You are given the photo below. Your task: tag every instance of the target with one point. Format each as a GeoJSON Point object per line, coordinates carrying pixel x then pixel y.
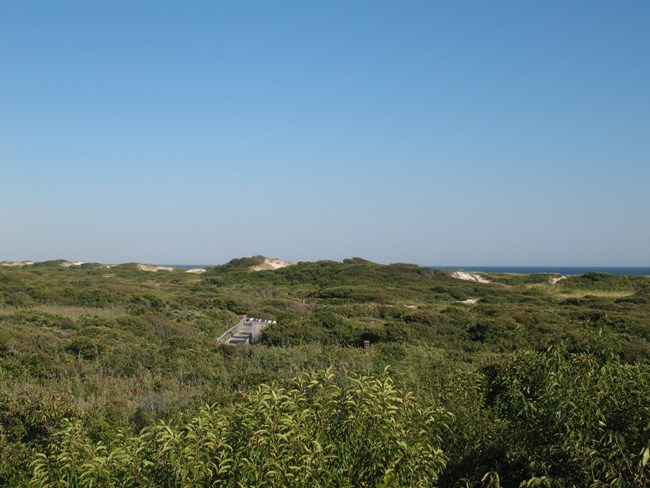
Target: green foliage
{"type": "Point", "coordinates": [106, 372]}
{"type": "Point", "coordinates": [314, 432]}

...

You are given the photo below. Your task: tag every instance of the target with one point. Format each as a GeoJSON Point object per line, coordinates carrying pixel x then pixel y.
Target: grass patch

* _Required task_
How many lines in the records above contain the string "coordinates"? Answer with the number alone.

* _Full solution_
4